§ **The problem**:
The material below should be written out in full and exactly; pictures stay out of the copy.

§ **Task input**:
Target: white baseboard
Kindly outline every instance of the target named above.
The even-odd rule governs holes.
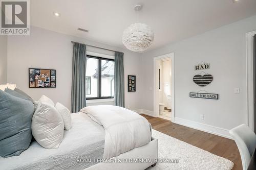
[[[141,109],[134,110],[133,110],[133,111],[139,114],[143,114],[154,117],[157,117],[157,116],[154,115],[154,112],[152,111]]]
[[[174,123],[176,124],[232,139],[232,137],[229,134],[229,130],[227,129],[185,119],[177,117],[175,117],[174,120]]]

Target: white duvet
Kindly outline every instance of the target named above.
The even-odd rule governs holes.
[[[151,140],[151,126],[138,113],[122,107],[88,106],[80,110],[105,129],[104,158],[110,158],[140,147]]]

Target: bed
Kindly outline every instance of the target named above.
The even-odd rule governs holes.
[[[59,148],[45,149],[33,141],[28,149],[18,156],[0,157],[1,169],[142,170],[154,164],[154,160],[157,158],[158,155],[156,139],[152,139],[143,146],[111,158],[112,160],[151,159],[152,162],[104,163],[91,161],[104,158],[106,131],[103,126],[99,125],[95,120],[93,120],[87,114],[73,113],[71,116],[73,127],[69,131],[65,131],[63,140]],[[81,162],[81,160],[83,161]]]

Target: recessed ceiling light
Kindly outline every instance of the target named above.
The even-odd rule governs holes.
[[[82,28],[78,28],[77,29],[77,30],[83,31],[83,32],[85,32],[86,33],[88,33],[89,31],[89,30],[86,30],[86,29],[82,29]]]
[[[60,16],[59,13],[58,13],[57,12],[53,12],[53,15],[54,15],[54,16],[58,16],[58,17]]]

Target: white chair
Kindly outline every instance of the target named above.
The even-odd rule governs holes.
[[[243,170],[247,169],[256,147],[256,135],[248,126],[241,125],[229,131],[239,150]]]

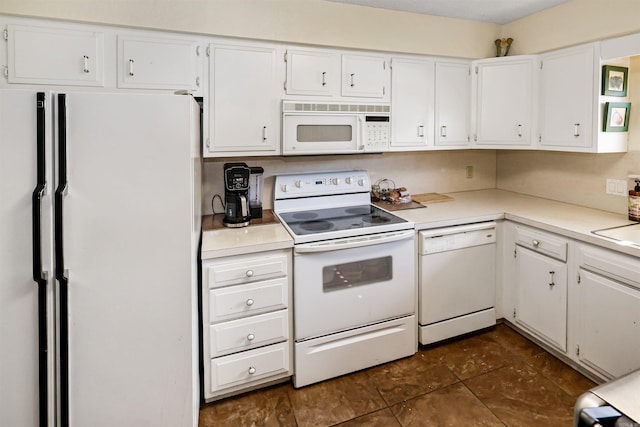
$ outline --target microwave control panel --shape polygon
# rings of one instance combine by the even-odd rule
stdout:
[[[367,116],[364,122],[364,151],[388,151],[389,116]]]

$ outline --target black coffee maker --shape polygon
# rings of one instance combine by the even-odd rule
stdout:
[[[225,227],[246,227],[251,222],[249,211],[249,176],[245,163],[224,164]]]

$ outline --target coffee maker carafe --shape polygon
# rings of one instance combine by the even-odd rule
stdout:
[[[224,200],[225,227],[246,227],[251,222],[249,212],[249,176],[251,169],[245,163],[225,163]]]

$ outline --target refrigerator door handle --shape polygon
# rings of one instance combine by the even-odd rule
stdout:
[[[54,201],[56,280],[59,283],[60,425],[69,426],[69,274],[64,266],[63,199],[67,193],[67,98],[58,94],[58,186]]]
[[[36,94],[36,187],[32,195],[33,280],[38,285],[38,417],[39,425],[48,424],[49,369],[47,367],[47,279],[42,270],[42,197],[47,188],[46,177],[46,97]]]

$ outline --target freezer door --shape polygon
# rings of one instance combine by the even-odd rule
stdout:
[[[198,117],[187,96],[66,95],[71,426],[194,423]]]
[[[50,100],[0,91],[0,418],[7,426],[54,419]]]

§ **Result for this task**:
Target: white baseboard
Kindly outline every instance of the target named above.
The even-odd rule governs holes.
[[[141,109],[134,110],[133,110],[133,111],[139,114],[143,114],[154,117],[157,117],[157,116],[154,115],[154,112],[152,111]]]
[[[174,123],[176,124],[232,139],[232,137],[229,134],[229,130],[227,129],[185,119],[177,117],[175,117],[174,120]]]

Target: white duvet
Kindly outline every instance of the target named above.
The even-odd rule governs holes.
[[[151,140],[151,126],[138,113],[122,107],[88,106],[80,110],[105,129],[104,158],[110,158],[140,147]]]

Target: bed
Kindly outline every instance of the target named above.
The even-odd rule governs holes.
[[[59,148],[45,149],[33,141],[28,149],[18,156],[0,157],[1,169],[142,170],[154,164],[154,160],[157,158],[158,155],[156,139],[152,139],[143,146],[111,158],[112,160],[151,159],[152,162],[104,163],[91,161],[104,158],[106,131],[103,126],[99,125],[95,120],[93,120],[87,114],[73,113],[71,116],[73,127],[69,131],[65,131],[63,140]],[[81,162],[81,160],[83,161]]]

Target: recessed ceiling light
Kindly outline every instance of the target named above.
The even-odd rule governs holes.
[[[82,28],[78,28],[77,29],[77,30],[83,31],[83,32],[85,32],[86,33],[88,33],[89,31],[89,30],[86,30],[86,29],[82,29]]]
[[[60,16],[59,13],[58,13],[57,12],[53,12],[53,15],[54,15],[54,16],[58,16],[58,17]]]

Target: white chair
Kindly outline every instance of the target named above.
The even-odd rule governs holes.
[[[243,170],[247,169],[256,147],[256,135],[248,126],[241,125],[229,131],[239,150]]]

$ outline --target microwave control panel --shape polygon
# rings of one instance combine by the even-odd rule
stdout:
[[[367,116],[364,122],[364,151],[388,151],[389,116]]]

$ outline --target black coffee maker --shape polygon
# rings of one instance combine by the even-odd rule
stdout:
[[[225,227],[246,227],[251,222],[249,211],[249,176],[245,163],[224,164]]]

$ outline --target coffee maker carafe --shape polygon
# rings of one instance combine by the even-odd rule
stdout:
[[[224,200],[225,227],[246,227],[251,222],[249,212],[249,176],[251,169],[245,163],[225,163]]]

$ outline --target refrigerator door handle --shape polygon
# rings of one instance combine by the even-odd rule
stdout:
[[[54,201],[56,280],[59,283],[60,425],[69,426],[69,274],[64,266],[63,199],[67,193],[67,98],[58,94],[58,186]]]
[[[36,94],[36,187],[32,195],[33,280],[38,285],[38,417],[39,425],[48,424],[49,369],[47,367],[47,279],[42,270],[42,197],[47,188],[46,177],[46,97]]]

$ outline --target freezer door --shape polygon
# rings of one instance combine by the even-odd rule
stdout:
[[[198,117],[187,96],[66,95],[71,426],[194,423]]]
[[[50,100],[0,91],[0,418],[7,426],[54,419]]]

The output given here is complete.